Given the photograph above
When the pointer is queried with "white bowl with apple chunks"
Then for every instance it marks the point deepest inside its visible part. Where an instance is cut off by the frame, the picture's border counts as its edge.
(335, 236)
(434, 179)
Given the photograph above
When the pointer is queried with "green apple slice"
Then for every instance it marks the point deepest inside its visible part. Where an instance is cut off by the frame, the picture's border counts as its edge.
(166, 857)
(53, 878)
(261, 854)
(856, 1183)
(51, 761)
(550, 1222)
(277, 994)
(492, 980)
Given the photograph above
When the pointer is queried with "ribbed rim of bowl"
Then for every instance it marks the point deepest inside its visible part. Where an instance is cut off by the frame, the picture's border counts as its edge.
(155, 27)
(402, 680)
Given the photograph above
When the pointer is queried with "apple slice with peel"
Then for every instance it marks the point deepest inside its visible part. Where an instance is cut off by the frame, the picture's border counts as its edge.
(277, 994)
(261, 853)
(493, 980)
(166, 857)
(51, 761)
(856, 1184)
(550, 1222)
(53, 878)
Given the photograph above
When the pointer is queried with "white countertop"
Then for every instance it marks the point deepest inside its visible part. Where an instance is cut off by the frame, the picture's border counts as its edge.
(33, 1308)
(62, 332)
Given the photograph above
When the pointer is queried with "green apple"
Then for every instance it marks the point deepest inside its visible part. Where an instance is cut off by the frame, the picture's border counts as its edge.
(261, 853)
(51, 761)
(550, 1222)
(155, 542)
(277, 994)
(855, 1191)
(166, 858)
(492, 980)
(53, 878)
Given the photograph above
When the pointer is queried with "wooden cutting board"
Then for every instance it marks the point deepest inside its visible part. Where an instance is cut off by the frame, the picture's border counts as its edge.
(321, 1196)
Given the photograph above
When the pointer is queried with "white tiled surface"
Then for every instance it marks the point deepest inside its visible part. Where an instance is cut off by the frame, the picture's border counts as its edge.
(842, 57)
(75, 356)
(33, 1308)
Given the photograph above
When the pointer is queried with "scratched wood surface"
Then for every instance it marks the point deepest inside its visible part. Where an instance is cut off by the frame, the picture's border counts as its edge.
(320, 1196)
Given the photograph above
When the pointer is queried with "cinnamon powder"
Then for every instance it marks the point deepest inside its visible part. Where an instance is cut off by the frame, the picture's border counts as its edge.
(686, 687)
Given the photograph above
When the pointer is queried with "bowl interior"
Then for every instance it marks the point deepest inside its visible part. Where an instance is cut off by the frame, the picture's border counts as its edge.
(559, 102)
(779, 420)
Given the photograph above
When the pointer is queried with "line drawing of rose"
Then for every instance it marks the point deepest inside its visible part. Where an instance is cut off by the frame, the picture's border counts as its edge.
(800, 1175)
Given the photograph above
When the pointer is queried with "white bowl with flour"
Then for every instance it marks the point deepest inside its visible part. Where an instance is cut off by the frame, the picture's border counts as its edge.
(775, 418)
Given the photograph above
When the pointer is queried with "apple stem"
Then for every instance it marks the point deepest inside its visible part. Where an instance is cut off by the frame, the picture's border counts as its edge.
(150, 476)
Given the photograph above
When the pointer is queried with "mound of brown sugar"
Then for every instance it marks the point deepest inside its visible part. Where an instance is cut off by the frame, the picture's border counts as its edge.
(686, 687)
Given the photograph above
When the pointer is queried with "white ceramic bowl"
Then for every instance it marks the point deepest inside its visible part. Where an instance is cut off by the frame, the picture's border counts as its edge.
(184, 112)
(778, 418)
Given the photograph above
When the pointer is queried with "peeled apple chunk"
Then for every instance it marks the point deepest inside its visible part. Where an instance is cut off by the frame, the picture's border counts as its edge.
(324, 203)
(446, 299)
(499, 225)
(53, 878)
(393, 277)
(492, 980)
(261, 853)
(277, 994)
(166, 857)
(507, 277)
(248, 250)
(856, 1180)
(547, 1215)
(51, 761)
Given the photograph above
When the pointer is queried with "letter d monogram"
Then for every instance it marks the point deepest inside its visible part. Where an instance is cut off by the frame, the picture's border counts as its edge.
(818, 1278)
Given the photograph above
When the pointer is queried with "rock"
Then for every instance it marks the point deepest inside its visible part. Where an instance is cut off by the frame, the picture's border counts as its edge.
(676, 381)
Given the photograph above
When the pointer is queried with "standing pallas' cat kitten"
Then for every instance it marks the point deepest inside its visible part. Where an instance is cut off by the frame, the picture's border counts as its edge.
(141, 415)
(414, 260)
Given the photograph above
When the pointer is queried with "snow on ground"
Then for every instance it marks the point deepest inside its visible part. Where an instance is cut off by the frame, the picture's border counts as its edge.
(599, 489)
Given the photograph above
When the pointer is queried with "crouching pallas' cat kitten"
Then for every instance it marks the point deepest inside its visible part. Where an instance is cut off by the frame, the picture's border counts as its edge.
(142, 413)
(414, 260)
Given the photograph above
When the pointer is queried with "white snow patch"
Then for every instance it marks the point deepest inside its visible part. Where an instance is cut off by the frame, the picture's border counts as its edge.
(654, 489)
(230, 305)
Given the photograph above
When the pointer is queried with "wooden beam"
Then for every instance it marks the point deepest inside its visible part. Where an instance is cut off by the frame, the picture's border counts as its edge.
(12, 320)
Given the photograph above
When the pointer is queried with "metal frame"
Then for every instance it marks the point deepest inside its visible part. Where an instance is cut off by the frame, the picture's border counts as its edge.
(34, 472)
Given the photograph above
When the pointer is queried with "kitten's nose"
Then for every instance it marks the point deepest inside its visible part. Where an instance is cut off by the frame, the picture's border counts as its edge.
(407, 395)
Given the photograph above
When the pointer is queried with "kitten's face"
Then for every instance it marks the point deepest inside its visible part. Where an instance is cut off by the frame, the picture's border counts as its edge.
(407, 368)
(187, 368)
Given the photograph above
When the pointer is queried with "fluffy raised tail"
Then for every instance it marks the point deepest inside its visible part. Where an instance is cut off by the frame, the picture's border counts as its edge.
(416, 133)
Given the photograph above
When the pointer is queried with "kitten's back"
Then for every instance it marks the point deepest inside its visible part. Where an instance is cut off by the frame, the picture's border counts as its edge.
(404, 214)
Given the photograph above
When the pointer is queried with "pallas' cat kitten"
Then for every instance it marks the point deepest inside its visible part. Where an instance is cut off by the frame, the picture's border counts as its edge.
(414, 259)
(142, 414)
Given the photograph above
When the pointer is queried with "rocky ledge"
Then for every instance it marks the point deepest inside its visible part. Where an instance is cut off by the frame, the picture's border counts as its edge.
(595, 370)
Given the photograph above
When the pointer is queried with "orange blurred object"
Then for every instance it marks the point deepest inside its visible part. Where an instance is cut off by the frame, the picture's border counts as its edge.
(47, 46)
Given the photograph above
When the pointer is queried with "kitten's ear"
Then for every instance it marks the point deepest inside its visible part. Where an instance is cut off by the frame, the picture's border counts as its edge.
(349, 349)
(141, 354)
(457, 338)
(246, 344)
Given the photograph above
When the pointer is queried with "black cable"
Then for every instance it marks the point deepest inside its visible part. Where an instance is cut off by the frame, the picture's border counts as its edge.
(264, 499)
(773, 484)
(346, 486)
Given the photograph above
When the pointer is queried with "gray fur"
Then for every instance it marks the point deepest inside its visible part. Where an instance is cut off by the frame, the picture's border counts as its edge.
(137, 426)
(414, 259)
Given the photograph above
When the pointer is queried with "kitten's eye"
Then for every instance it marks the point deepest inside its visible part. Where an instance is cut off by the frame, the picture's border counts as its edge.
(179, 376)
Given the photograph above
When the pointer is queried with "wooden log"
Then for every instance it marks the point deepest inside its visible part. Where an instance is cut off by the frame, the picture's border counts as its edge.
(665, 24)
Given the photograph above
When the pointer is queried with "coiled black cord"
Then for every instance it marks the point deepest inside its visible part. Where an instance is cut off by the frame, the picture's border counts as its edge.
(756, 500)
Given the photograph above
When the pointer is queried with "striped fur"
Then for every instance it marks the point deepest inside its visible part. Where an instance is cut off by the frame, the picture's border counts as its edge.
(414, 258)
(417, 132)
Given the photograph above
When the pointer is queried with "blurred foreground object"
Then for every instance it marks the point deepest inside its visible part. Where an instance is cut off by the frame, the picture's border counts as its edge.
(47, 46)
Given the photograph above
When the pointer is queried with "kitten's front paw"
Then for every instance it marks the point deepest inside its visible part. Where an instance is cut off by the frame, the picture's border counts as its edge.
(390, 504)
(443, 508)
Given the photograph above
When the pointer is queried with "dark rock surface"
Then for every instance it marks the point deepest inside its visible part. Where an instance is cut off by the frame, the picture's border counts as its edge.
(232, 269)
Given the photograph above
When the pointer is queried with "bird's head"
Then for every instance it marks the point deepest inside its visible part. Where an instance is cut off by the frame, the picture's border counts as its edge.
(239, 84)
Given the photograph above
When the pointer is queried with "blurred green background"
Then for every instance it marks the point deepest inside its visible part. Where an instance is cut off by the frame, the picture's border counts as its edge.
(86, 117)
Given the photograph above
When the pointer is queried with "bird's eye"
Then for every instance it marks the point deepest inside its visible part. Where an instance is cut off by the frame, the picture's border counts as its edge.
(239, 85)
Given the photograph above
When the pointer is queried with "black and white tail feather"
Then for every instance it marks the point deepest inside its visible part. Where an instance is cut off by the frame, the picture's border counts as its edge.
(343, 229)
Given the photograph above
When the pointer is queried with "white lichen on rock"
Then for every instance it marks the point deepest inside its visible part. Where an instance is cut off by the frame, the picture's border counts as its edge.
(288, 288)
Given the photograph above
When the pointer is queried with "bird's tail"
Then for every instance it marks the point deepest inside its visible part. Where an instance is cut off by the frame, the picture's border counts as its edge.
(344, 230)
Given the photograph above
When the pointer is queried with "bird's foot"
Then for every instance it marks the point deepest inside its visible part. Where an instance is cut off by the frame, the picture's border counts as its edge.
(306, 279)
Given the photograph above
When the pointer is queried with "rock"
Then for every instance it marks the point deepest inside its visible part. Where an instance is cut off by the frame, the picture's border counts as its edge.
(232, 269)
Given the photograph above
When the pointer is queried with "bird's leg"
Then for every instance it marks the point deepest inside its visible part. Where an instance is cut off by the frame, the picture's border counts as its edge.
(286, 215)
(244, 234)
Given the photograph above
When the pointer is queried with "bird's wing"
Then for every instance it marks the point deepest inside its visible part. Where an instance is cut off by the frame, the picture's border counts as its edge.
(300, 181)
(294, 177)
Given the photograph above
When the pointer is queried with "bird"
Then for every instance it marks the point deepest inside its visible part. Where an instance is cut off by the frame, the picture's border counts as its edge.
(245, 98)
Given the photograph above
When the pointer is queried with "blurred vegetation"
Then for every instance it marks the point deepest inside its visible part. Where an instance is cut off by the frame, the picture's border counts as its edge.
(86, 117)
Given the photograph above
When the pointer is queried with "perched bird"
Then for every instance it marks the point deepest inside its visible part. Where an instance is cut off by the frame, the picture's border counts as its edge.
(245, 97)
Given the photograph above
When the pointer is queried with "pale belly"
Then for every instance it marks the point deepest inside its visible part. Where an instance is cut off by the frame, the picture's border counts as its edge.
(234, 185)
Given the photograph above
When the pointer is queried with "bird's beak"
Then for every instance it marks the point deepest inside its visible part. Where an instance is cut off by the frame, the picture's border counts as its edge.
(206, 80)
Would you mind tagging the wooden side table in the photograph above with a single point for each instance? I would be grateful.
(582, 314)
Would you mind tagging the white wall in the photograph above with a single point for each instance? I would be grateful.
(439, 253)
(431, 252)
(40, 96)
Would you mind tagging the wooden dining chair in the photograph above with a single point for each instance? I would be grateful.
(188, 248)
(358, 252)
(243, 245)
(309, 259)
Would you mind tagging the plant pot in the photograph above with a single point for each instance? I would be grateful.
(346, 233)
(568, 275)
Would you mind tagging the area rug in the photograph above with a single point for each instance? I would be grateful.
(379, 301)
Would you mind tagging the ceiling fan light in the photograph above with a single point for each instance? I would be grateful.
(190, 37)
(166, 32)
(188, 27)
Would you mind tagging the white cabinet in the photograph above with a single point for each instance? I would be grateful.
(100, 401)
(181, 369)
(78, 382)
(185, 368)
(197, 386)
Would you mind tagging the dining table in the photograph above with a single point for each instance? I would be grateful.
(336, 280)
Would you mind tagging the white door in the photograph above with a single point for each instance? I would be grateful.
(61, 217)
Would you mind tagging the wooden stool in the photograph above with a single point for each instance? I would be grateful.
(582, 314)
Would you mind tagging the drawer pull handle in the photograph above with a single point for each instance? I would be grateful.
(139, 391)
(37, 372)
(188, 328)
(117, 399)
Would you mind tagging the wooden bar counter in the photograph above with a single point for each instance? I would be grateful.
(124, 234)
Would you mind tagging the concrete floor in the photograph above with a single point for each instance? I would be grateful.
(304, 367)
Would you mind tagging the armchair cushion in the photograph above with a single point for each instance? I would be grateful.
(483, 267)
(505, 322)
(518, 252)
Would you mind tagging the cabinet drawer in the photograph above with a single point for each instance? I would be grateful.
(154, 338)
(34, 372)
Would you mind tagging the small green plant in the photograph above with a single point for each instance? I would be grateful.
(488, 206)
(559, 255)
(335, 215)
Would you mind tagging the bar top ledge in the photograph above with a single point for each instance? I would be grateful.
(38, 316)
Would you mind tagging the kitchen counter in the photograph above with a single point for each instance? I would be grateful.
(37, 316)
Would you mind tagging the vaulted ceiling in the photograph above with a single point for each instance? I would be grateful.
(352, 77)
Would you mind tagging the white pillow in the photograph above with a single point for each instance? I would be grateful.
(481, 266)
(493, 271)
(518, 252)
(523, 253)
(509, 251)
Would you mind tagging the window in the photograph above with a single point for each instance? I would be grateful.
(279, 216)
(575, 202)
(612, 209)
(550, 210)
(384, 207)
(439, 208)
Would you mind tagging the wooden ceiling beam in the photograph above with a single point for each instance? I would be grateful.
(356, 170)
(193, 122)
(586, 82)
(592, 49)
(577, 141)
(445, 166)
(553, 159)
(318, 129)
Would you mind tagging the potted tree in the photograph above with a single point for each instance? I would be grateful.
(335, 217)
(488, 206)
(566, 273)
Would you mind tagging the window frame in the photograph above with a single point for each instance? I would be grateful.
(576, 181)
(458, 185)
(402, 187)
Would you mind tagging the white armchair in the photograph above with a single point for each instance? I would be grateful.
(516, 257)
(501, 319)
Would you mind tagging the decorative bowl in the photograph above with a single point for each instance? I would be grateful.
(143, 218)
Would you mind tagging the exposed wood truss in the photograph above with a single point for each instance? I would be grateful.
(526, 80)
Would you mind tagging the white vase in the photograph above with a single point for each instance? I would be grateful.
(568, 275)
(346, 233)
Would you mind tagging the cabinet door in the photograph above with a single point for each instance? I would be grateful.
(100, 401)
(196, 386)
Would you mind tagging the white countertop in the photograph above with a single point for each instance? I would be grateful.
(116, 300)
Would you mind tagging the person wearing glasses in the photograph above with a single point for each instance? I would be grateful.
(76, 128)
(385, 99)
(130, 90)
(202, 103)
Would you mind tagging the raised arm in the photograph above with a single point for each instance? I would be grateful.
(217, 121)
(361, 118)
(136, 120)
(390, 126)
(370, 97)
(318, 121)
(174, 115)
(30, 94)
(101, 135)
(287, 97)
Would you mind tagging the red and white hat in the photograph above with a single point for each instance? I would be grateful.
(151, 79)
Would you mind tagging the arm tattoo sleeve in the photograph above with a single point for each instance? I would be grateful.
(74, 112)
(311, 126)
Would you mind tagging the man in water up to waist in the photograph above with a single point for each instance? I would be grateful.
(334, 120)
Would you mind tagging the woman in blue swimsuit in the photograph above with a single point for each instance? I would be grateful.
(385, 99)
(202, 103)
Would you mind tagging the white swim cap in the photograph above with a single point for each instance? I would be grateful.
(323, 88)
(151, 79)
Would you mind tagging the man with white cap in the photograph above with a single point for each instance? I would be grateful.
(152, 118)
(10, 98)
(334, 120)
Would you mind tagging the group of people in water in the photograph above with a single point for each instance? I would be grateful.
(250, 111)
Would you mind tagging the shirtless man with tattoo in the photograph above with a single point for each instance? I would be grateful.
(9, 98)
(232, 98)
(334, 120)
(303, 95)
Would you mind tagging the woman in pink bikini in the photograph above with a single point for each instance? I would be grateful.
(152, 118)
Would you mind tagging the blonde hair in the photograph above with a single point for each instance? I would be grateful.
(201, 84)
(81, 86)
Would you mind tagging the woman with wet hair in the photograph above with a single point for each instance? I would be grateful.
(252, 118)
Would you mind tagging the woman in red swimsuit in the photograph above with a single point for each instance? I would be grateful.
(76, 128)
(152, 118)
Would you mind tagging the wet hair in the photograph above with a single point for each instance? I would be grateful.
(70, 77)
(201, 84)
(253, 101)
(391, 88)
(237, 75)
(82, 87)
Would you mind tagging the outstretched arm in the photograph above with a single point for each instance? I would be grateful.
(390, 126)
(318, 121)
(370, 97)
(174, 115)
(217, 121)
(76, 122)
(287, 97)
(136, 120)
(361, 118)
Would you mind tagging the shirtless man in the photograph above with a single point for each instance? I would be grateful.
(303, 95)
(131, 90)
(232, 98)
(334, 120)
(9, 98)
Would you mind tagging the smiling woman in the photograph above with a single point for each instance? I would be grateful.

......

→ **TASK**: Reproduce the lines of the entries above exactly, but only from the line containing "Would you mind tagging the wet" through the final line.

→ **FINAL RESULT**:
Would you mind tagging the wet hair in the photograph above with a single point for each instance? I would be grateful.
(70, 77)
(201, 84)
(253, 101)
(391, 88)
(237, 75)
(82, 87)
Would you mind tagging the outstretched arm in the photograph above with a single point for each instance? I would be grateful.
(390, 126)
(318, 121)
(370, 97)
(174, 115)
(217, 121)
(76, 122)
(287, 97)
(136, 120)
(361, 118)
Would you mind tagging the shirtless man in the photograph above with a single point for each instance? I would be grateful.
(303, 95)
(131, 90)
(232, 98)
(334, 120)
(9, 98)
Would you mind tagging the smiling woman in the photograph above with a single point for each instance? I would be grateful.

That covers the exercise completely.